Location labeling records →
(begin)

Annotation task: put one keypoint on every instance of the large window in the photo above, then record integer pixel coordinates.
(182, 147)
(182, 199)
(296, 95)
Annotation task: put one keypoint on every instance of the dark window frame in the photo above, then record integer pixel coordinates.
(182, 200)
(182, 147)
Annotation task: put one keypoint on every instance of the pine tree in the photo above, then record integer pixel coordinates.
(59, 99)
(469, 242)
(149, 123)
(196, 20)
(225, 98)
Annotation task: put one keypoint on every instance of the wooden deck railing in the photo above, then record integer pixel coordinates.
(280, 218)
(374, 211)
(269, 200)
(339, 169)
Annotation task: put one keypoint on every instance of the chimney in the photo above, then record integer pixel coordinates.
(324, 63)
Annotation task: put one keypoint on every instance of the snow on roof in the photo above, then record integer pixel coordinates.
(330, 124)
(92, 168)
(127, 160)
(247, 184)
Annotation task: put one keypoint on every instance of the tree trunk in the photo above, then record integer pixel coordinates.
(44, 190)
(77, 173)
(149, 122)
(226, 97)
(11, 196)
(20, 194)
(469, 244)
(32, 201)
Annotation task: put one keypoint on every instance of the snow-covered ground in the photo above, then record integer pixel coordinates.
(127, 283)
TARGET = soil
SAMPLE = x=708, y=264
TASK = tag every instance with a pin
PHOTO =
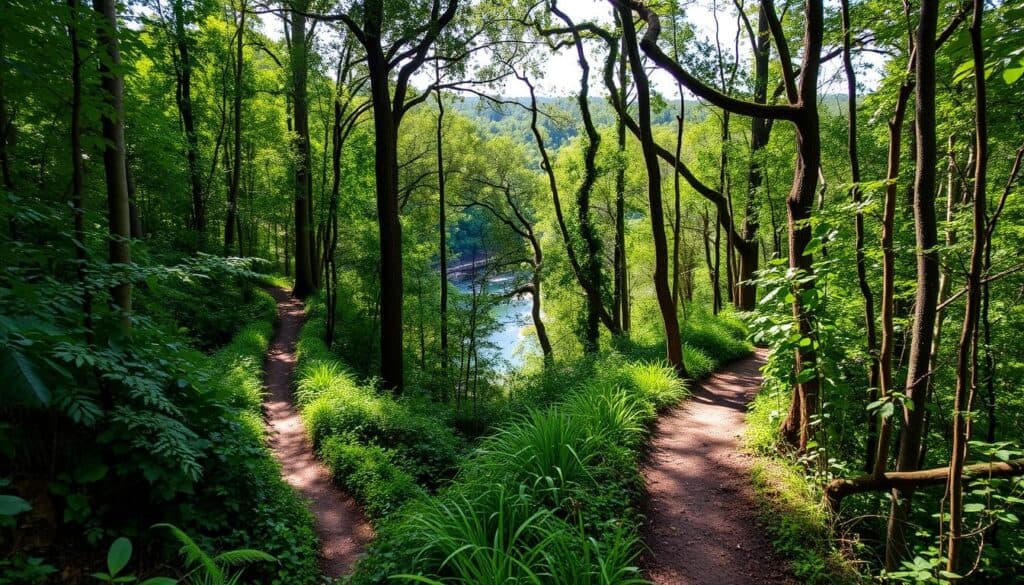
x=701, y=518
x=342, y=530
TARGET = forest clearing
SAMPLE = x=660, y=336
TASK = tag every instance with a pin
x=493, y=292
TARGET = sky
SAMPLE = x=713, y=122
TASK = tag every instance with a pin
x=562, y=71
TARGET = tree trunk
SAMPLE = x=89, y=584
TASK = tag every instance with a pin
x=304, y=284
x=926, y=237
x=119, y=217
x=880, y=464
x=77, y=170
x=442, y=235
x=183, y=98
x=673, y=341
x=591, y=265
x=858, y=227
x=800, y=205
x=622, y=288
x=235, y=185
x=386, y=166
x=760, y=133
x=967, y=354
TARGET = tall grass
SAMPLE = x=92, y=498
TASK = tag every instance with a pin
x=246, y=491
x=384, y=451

(end)
(begin)

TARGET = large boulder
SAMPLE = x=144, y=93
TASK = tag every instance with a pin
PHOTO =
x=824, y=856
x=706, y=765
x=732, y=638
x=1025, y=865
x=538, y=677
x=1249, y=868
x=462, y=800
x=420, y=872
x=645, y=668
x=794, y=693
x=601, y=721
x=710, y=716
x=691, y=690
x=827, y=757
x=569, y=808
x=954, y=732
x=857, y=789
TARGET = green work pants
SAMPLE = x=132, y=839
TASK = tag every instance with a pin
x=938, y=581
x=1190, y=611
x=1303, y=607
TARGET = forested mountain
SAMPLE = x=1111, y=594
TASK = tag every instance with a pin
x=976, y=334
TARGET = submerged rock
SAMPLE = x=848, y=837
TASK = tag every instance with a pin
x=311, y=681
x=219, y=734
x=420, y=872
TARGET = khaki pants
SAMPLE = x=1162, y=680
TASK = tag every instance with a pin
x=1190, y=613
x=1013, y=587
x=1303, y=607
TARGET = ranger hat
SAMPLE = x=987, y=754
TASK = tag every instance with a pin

(end)

AIM → Could you give the lines again, starting with the line containing "of the snow-covered" and going on through the line containing "x=384, y=451", with the requests kept in and every answer coordinate rescaled by 1.45 and rounded to a whole number, halves rounded up? Leave the requests and their sample coordinates unchanged, and omit the pictures.

CORRECT ANSWER →
Annotation task: put one keypoint on every instance of the snow-covered ground in the photo above, then record integer pixel coordinates.
(184, 410)
TARGET = soil
SAMPLE = x=708, y=264
TASK = tag every instance with a pin
PHOTO =
x=1016, y=751
x=496, y=769
TARGET = forest clearing
SAMPLE = x=660, y=336
TASK = tag every instance with a pin
x=715, y=423
TARGET = sky
SAMPLE = x=713, y=122
TASK = tag every instance with a pin
x=815, y=103
TARGET = tree trunk
SAMPLE = x=89, y=584
TASK = tag every instance with a pin
x=441, y=412
x=1343, y=344
x=173, y=315
x=1276, y=673
x=112, y=247
x=641, y=341
x=265, y=142
x=976, y=494
x=857, y=384
x=1244, y=329
x=1160, y=297
x=902, y=418
x=341, y=268
x=560, y=241
x=1102, y=193
x=1402, y=513
TARGET = tall grass
SAMPLE = x=92, y=498
TASK = tag every instance with a pin
x=357, y=712
x=557, y=654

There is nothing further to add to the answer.